From owner-freebsd-alpha  Fri Sep  6  5:37:59 2002
Delivered-To: freebsd-alpha@freebsd.org
Received: from mx1.FreeBSD.org (mx1.FreeBSD.org [216.136.204.125])
	by hub.freebsd.org (Postfix) with ESMTP
	id 08E4D37B400; Fri,  6 Sep 2002 05:37:53 -0700 (PDT)
Received: from harrier.mail.pas.earthlink.net (harrier.mail.pas.earthlink.net [207.217.120.12])
	by mx1.FreeBSD.org (Postfix) with ESMTP
	id 454D443E6A; Fri,  6 Sep 2002 05:37:52 -0700 (PDT)
	(envelope-from tlambert2@mindspring.com)
Received: from pool0015.cvx21-bradley.dialup.earthlink.net ([209.179.192.15] helo=mindspring.com)
	by harrier.mail.pas.earthlink.net with esmtp (Exim 3.33 #1)
	id 17nIMl-00052K-00; Fri, 06 Sep 2002 05:37:39 -0700
Message-ID: <3D78A148.F25A8F27@mindspring.com>
Date: Fri, 06 Sep 2002 05:36:24 -0700
From: Terry Lambert <tlambert2@mindspring.com>
X-Mailer: Mozilla 4.79 [en] (Win98; U)
X-Accept-Language: en
MIME-Version: 1.0
To: ticso@cicely.de
Cc: John Baldwin <jhb@FreeBSD.ORG>,
	Andrew Gallatin <gallatin@cs.duke.edu>, freebsd-alpha@FreeBSD.ORG
Subject: Re: ithread preemption
References: <XFMail.20020905163105.jhb@FreeBSD.org> <3D78098B.CEBF13EC@mindspring.com> <20020906090517.GI13050@cicely9.cicely.de> <3D78925A.DAA13463@mindspring.com> <20020906120011.GO13050@cicely9.cicely.de>
Content-Type: text/plain; charset=us-ascii
Content-Transfer-Encoding: 7bit
Sender: owner-freebsd-alpha@FreeBSD.ORG
Precedence: bulk
List-ID: <freebsd-alpha.FreeBSD.ORG>
List-Archive: <http://docs.freebsd.org/mail/> (Web Archive)
List-Help: <mailto:majordomo@FreeBSD.ORG?subject=help> (List Instructions)
List-Subscribe: <mailto:majordomo@FreeBSD.ORG?subject=subscribe%20freebsd-alpha>
List-Unsubscribe: <mailto:majordomo@FreeBSD.ORG?subject=unsubscribe%20freebsd-alpha>
X-Loop: FreeBSD.org

Bernd Walter wrote:
> > > Interrupts are disabled globaly on alpha too.
> > > The only platform where we disable on the CPU is the PC164 as
> > > a workaround, but this system is UP.
> >
> > This misses the point.  The point is whether or not ithreads
> > run to completion on the processor to which the interrupt is
> > delivered.
> 
> What I missed is why you think this is different with APICs on i386.
> Well I have to say that I don't know much about APICs.

Ah.  Because even though Intel recommends SMP systems run in
virtual wire mode, FreeBSD does not run in virtual wire mode.
Instead, grabbing the giant grabs the interrupt (in older SMP
code).  In the SMPng code, the interrupt routing is explicitly
managed, and it's still not an issue.


> > The problem in this case on the Alpha is that interrupts are
> > routed through the PAL code on a particular processor, and
> > so the return has to be to the PAL code on the same processor,
> > because there is a context cons'ed up for it that have to be
> > destructed on the same CPU where it was cons'ed.
> 
> That's the most logical (if not the only) theorie so far.

* GIVEN PROBLEM:
Continue the mailing-list message about ithread preemption from the point where it stops. The lines after this note are not needed.

* Dataset records:
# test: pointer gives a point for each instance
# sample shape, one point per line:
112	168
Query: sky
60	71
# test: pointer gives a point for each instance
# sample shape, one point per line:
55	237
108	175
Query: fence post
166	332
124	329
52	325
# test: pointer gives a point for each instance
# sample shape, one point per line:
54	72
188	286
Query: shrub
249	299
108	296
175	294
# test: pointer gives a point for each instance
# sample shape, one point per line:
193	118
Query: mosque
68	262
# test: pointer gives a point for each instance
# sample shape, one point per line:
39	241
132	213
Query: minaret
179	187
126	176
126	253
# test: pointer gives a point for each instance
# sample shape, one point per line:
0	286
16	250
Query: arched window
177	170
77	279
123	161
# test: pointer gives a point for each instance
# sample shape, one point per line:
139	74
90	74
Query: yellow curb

* RESULT OF THE EXERCISE:
It's the only one I've seen.  Even if it turns out not to be
the cause of the particular problem, it *could* cause problems,
according to the PAL documentation (what there is of it) online.

> > > I expect ithreads to be one of the less critical points on NUMA.
> >
> > The problem in this case is that you have to do completion
> > counting on the ISR's for any given interrupt.  For example,
> > on an SMP box running two CPUs where IRQ A is a shared interrupt
> > for two devices, then if you want to dispatch for one device to
> > the first CPU, and the second device to the second, then when
> > you reenable interrupts depends on all ISRs having run to
> > completion.  So you have to set a global count to "2", for the
> > number of ISRs that have to run, and then run each one on a CPU,
> > decrement the count, and when the count goes from 1->0, reenable
> > the interrupt.
> 
> If you want more than one ithread per intline I agree.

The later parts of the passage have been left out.